• **Extracted records**:
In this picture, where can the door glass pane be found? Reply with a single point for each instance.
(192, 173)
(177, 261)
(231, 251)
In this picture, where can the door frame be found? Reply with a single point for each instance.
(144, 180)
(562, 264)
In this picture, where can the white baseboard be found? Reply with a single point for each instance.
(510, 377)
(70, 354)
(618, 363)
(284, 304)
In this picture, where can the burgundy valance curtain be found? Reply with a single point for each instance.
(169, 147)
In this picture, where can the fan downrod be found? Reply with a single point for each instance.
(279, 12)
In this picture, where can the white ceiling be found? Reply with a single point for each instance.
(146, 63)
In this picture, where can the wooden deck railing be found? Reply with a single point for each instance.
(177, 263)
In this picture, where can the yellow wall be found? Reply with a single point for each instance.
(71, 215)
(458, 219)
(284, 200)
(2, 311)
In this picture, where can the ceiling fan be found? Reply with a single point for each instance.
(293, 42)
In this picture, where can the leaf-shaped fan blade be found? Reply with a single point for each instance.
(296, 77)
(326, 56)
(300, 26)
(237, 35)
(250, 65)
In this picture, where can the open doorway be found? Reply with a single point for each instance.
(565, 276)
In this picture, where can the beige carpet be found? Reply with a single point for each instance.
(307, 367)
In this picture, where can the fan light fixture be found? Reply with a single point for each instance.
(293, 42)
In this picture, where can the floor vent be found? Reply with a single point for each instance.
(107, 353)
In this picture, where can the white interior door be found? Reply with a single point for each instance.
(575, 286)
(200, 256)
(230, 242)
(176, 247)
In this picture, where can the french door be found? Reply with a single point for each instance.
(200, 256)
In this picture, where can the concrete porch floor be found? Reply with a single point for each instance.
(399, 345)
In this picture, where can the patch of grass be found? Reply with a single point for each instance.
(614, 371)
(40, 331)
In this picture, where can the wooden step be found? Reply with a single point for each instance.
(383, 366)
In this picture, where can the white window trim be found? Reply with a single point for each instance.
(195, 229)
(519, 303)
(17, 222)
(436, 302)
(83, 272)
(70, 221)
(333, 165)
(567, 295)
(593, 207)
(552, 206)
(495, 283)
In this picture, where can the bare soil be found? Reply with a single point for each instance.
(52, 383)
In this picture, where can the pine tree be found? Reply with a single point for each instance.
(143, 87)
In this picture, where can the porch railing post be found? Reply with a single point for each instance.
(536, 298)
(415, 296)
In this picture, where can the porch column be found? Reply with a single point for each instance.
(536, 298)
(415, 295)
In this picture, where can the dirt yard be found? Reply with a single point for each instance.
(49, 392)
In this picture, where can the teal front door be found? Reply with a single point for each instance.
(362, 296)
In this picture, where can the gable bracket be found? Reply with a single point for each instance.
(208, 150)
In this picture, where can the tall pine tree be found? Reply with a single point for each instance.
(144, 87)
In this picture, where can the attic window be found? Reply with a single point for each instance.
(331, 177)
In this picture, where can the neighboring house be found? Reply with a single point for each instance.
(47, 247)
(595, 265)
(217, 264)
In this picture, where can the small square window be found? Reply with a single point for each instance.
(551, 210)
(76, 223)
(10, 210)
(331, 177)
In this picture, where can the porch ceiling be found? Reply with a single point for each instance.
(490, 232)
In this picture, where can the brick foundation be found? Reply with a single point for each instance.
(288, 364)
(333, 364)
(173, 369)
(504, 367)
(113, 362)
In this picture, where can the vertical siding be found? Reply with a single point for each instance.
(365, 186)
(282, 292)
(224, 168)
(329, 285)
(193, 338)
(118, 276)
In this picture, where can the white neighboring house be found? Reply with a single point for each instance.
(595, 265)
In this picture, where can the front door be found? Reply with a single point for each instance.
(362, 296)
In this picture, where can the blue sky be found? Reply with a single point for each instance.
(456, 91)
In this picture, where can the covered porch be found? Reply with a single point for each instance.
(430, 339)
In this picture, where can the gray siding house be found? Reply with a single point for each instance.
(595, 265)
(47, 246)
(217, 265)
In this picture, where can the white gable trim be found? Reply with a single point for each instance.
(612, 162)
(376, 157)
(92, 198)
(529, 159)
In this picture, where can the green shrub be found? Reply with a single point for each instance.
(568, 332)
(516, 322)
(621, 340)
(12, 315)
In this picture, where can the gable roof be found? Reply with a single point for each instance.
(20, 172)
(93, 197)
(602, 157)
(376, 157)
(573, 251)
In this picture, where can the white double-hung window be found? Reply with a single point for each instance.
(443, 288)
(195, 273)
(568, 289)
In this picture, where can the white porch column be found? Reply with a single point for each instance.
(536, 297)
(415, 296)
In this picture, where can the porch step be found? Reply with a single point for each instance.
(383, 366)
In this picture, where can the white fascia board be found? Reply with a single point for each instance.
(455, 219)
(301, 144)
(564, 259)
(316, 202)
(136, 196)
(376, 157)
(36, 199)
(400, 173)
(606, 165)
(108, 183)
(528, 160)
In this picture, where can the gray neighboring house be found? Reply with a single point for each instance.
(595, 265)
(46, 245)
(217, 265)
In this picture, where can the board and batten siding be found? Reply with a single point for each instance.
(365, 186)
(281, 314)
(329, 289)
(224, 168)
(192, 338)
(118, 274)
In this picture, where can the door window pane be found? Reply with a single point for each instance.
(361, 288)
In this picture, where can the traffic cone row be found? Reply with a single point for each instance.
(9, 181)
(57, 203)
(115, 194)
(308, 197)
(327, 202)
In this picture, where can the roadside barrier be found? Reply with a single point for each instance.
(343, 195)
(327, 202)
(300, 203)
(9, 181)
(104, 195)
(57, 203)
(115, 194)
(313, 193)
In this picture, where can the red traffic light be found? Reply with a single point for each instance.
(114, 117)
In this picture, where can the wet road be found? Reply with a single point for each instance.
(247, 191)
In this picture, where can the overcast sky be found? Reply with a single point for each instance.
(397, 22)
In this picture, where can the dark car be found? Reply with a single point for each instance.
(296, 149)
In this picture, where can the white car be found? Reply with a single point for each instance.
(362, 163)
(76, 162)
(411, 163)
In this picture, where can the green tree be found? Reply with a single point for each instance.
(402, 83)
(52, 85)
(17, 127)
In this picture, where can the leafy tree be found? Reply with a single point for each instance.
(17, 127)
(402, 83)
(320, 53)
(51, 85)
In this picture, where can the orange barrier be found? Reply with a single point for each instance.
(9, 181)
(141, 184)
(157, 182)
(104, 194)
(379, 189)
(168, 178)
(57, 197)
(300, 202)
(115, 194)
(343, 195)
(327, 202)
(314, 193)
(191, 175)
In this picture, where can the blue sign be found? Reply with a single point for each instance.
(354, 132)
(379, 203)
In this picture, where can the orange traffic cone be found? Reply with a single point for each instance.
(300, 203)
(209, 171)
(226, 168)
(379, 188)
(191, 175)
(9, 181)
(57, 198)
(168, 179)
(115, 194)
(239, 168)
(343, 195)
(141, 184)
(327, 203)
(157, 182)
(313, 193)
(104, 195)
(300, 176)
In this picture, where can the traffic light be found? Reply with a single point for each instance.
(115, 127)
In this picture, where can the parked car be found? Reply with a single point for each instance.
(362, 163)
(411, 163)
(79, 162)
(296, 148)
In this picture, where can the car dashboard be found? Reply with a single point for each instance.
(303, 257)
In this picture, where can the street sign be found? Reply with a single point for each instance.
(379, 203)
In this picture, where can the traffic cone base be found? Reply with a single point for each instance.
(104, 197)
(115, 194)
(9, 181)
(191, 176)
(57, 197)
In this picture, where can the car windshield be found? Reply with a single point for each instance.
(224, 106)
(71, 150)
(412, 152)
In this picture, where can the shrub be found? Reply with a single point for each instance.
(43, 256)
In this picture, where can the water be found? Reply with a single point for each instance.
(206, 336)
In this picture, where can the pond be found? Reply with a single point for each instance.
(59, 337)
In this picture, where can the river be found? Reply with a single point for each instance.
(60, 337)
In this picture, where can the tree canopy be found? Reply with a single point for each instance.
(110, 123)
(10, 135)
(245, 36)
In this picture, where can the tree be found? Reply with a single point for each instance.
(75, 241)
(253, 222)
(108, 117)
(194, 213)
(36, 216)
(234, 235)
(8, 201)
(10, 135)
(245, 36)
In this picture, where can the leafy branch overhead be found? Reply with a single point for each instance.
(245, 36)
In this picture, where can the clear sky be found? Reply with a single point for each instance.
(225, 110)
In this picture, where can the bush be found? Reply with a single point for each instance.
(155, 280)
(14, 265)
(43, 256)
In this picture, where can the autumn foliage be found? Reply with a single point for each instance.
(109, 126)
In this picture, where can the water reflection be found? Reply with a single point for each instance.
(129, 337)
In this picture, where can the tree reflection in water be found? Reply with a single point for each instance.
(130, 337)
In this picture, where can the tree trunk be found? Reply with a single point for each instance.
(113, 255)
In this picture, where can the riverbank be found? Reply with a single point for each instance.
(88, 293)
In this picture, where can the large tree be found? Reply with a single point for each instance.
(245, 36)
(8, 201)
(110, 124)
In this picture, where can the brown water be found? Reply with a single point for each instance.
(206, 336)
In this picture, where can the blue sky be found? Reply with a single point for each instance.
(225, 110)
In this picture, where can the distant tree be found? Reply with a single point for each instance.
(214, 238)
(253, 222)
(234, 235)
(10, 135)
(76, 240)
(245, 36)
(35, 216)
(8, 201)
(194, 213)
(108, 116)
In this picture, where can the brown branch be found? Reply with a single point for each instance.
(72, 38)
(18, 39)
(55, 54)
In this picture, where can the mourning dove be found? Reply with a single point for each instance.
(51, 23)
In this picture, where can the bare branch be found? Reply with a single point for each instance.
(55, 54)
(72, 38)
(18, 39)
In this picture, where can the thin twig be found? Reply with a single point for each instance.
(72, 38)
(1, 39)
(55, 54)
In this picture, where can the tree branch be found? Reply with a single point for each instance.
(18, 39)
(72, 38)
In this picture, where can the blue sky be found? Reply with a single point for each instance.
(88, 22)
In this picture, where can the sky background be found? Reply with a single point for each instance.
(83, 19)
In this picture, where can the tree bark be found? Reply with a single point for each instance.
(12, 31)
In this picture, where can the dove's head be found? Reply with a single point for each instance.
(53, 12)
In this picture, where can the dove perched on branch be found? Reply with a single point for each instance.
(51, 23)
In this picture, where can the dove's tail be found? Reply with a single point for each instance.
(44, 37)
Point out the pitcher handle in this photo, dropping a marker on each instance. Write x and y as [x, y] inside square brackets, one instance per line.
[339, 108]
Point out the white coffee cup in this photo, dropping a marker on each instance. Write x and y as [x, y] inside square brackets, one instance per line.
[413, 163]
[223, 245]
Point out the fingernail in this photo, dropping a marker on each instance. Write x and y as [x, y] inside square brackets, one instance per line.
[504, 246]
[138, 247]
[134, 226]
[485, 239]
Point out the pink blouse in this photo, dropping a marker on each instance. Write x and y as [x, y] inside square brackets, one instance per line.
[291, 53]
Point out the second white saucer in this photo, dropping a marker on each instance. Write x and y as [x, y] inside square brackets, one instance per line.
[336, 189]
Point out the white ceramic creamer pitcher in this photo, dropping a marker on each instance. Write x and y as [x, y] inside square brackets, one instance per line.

• **What you are asked to do**: Repeat, character for character, the lines from the one that holds "Point out the pink" to the final line of the material, inclusive, and no other lines.

• **Finished task**:
Point out the pink blouse in this photo, dropping a marker on each instance. Write x and y as [x, y] inside square brackets, one instance per line.
[291, 53]
Point out the second white saucer in this photo, dropping a marker on each instance. Write x and y as [x, y] inside square brackets, one instance per line.
[336, 189]
Point out the white ceramic creamer pitcher in this photo, dropping a marker on each instance. Write x and y as [x, y] inside square brackets, one instance per line.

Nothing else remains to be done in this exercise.